## Исходный текст

February 12th, 2003

спокойный

Страдай, душа моя, страдай

Долгий вечер дороги домой начался странно. Под проливным дождём я стояла на тремпиаде... Нет, не так. Я стояла на развилке, где ловятся попутки в наше поселение, под проливным дождём... Нет, опять не так. Стоя на тремпиаде под проливным дождём где ловятся попутки в наше поселение... Фу. Проливной дождь и я стояли на тремпиаде? Тремпиада стояла между мной и проливным дождём? Мы с тремпиадой переживали дождь? О. Да.

Мы с тремпиадой переживали дождь. Тремпиада - это такая бетонная коробочка типа российских автобусных остановок, вот она и была моей соседкой в переживании дождя. Дождь был сильный и радостный, он весело лупил по моей капюшонной голове, по бетонным стенкам коробочки тремпиады и по черному мокрому асфальту вокруг. Этот черный блестящий асфальт был везде: под ногами, над головой (только истыканный звёздочками, а так - такой же), по бокам в виде мокрых же стенок моего капюшона. Дождь был явным оптимистом, но мы с тремпиадой правда очень переживали - нам было темно, холодно и неуютно. Переживали мы каждая по-своему: я натянула капюшон чуть ли не на нос и съежилась в позу "эмбрион на ножке", а тремпиада размокла и потекла. По её серым стенкам капало, а с того, что раньше было потолком, просто лило. Я поёжилась и вышла на открытый воздух. Предательница, простуженно сказала тремпиада. Сама такая, сказала я. Ты бетонная, а я живая, мне дышать надо, я не умею под водой. На открытом воздухе хоть весело - вон, смотри, человек идёт.

Человек действительно шёл. Человек оказался молодым, причём весьма - с виду лет восемнадцати, тоже мокрый и тоже радостный, как дождь. Человека просто распирало от всего сразу: от свежего и сильного дождя, от радости жизни как таковой, к тому же - от присутствия живой души на тремпиаде. Человек восторженно изучил пушистыми от мокрых ресниц глазами мою размокшую персону и радостно, с полоборота, начал ко мне клеиться. Боюсь, что в темноте и мелькании дождя он просто не разглядел, что имеет дело не с миниатюрной ровесницей (я была ему, кажется, где-то до подмышек), а с - ну, пусть не солидной и не очень уж взрослой, но дамой. Дамой, дамой, дамой, я сказала!

В иврите не существует обращения на "вы" - это придаёт эдакую нагловатую фамильярность любому диалогу - и не всегда понятно, идёт она от стиля языка или от сути разговора. А откуда ты едешь? а ты в какой школе учишься? а тебе не холодно? а ты часто так поздно? а ты не боишься одна? а где ты живёшь? - спрашивал меня молодой до неприличия человек, и подмигивал. Как, там же, где и я, в том же поселении, и я ДО СИХ ПОР тебя не знаю? Как я мог тебя не знать, я всех у нас знаю, я бы обязательно тебя запомнил, если бы хоть раз увидел, ты, наверное, недавно у нас живёшь?

## Сохранённые данные

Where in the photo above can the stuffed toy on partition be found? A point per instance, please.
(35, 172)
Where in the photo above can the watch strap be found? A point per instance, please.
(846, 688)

## Письменное задание A
Выпишите из рассказа о тремпиаде все вопросы, которые стоят перед словами «спрашивал меня молодой до неприличия человек».
## Письменное задание B
Замените «попутки» на «машины» в отрывке из рассказа о тремпиаде, который начинается словами «Страдай, душа моя, страдай» и кончается словами «дождь? О. Да.», и приведите этот отрывок целиком.

## Развёрнутый ответ A
1. А откуда ты едешь?
2. А ты в какой школе учишься?
3. А тебе не холодно?
4. А ты часто так поздно?
5. А ты не боишься одна?
6. А где ты живёшь?

## Развёрнутый ответ B
Страдай, душа моя, страдай

Долгий вечер дороги домой начался странно. Под проливным дождём я стояла на тремпиаде... Нет, не так. Я стояла на развилке, где ловятся машины в наше поселение, под проливным дождём... Нет, опять не так. Стоя на тремпиаде под проливным дождём где ловятся машины в наше поселение... Фу. Проливной дождь и я стояли на тремпиаде? Тремпиада стояла между мной и проливным дождём? Мы с тремпиадой переживали дождь? О. Да.